→ WHAT IS NEEDED
Rewrite the part of the data that opens with the line containing "Objective — one point per instance of the white" and runs through the end of the data, putting "circle" wherever "disc" appears and leaving everything else unchanged.

Data extracted from a collection:
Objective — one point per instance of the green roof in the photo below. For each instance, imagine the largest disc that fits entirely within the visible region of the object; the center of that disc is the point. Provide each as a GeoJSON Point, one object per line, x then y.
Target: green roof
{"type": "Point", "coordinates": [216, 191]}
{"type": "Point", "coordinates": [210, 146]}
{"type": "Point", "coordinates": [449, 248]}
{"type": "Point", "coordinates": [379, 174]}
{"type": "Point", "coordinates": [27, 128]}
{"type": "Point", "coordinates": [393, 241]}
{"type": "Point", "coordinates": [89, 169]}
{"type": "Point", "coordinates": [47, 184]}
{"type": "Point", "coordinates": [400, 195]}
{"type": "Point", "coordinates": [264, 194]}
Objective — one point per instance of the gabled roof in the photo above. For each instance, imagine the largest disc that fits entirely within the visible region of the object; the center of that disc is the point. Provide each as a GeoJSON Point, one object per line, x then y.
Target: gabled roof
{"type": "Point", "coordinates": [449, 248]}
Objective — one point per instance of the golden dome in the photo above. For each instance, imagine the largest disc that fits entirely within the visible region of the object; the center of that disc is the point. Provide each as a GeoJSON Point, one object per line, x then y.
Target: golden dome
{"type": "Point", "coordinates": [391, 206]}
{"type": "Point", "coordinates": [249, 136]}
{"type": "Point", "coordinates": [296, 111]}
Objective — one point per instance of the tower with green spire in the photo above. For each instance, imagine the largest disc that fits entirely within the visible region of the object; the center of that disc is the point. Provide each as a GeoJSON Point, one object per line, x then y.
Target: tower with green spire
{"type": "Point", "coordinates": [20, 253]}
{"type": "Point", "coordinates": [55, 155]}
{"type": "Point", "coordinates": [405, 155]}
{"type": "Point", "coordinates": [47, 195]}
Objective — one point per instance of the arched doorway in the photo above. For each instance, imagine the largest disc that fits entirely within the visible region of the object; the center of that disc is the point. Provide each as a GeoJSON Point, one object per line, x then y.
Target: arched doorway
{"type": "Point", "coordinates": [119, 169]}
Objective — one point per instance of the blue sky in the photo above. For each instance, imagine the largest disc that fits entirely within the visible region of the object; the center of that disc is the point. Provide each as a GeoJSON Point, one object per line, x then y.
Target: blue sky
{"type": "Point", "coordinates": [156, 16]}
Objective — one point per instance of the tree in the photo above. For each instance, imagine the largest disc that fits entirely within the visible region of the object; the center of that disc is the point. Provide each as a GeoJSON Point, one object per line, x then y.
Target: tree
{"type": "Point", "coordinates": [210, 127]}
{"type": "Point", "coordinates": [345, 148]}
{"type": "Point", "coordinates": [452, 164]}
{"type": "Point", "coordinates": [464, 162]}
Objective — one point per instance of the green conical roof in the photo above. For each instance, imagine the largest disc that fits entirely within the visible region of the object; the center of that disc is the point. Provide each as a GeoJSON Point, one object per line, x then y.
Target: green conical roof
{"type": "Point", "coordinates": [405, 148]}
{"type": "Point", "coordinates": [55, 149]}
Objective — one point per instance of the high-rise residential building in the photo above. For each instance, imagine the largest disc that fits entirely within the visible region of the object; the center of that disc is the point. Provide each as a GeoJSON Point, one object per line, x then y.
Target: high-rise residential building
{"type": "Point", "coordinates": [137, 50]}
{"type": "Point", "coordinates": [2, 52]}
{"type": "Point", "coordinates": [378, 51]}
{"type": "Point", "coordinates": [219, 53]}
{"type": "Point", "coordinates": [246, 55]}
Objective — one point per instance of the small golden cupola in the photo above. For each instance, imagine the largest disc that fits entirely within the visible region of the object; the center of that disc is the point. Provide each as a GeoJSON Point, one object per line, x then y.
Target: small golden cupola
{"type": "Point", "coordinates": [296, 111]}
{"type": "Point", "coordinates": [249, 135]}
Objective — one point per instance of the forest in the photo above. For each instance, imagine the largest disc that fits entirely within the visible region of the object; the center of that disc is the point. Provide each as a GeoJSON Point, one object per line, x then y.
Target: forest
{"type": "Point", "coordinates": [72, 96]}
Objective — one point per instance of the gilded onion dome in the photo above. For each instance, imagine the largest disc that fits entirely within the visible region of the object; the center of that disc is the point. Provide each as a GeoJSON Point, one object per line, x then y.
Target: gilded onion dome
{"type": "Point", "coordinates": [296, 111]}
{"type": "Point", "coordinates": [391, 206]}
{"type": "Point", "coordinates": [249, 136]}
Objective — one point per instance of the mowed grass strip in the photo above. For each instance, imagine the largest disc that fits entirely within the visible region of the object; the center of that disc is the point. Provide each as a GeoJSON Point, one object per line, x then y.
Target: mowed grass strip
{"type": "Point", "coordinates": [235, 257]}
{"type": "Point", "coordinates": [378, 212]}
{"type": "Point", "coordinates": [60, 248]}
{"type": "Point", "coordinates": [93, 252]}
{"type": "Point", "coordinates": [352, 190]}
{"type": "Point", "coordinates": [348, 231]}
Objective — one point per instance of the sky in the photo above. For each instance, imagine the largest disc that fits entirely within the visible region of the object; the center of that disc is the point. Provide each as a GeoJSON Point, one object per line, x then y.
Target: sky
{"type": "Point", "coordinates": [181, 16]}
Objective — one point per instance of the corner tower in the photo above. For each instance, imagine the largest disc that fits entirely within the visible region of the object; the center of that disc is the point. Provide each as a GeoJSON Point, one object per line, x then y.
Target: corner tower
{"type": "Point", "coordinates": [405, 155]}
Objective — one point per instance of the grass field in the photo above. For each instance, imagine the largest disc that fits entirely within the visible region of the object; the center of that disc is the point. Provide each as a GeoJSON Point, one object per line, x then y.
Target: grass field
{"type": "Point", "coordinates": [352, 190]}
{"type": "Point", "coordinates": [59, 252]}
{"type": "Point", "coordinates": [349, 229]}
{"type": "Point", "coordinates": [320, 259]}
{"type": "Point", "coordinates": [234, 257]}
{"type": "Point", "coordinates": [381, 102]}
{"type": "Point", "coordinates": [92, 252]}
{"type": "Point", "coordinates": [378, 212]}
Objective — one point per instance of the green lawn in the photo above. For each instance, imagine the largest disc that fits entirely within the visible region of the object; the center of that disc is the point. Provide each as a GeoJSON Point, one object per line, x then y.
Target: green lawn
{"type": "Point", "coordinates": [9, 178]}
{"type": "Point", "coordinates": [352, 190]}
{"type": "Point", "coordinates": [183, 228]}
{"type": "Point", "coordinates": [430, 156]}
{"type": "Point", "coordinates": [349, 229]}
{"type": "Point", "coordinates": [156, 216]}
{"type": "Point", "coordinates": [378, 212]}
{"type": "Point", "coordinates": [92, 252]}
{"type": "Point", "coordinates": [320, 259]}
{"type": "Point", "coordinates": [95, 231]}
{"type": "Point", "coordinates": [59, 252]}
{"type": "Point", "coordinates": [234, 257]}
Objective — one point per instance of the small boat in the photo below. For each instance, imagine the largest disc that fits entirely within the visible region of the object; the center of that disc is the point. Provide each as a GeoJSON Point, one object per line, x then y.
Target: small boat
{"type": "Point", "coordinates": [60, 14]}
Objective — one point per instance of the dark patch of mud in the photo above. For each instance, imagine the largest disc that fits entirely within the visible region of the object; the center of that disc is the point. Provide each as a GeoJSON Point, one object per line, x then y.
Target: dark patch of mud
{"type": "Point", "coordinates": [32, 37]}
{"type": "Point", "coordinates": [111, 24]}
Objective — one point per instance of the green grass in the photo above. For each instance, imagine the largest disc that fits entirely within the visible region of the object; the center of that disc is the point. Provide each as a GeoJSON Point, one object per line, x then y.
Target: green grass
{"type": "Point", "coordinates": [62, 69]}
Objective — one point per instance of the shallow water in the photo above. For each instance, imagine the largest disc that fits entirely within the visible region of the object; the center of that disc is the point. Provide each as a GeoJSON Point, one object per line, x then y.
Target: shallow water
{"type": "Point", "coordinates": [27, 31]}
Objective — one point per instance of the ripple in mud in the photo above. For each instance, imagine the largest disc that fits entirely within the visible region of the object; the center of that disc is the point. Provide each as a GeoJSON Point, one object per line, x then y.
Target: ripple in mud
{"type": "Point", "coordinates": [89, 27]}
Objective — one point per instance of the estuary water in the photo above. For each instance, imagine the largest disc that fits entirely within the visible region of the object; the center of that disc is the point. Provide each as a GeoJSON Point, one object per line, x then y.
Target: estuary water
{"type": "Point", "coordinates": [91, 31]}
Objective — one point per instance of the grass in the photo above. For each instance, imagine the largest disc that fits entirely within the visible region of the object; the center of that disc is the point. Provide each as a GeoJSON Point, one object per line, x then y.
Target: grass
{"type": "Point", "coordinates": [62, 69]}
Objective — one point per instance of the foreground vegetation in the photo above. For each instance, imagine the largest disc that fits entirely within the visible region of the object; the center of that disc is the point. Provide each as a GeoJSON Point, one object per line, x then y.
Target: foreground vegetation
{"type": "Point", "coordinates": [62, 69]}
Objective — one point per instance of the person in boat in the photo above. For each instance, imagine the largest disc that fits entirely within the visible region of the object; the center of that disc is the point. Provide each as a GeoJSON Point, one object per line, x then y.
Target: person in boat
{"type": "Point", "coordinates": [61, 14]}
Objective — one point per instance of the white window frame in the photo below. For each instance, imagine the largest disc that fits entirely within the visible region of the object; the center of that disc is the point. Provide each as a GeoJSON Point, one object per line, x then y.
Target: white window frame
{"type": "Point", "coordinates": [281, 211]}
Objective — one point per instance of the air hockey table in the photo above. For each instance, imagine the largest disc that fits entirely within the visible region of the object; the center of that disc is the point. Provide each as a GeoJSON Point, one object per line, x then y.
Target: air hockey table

→ WRITTEN REPLY
Objective — one point per instance of the white window frame in the photo below. For each instance, imagine the largest circle that fits entirely within the visible region of the object; the center of that circle is the point. Provide each as a GeoJSON Point, one object per line, x then y.
Target: white window frame
{"type": "Point", "coordinates": [281, 211]}
Objective — one point per instance of the air hockey table in the photo above. For each instance, imagine the largest circle that fits entirely within the visible region of the object; the center of that circle is the point. Provide each as a GeoJSON Point, one object per line, x then y.
Target: air hockey table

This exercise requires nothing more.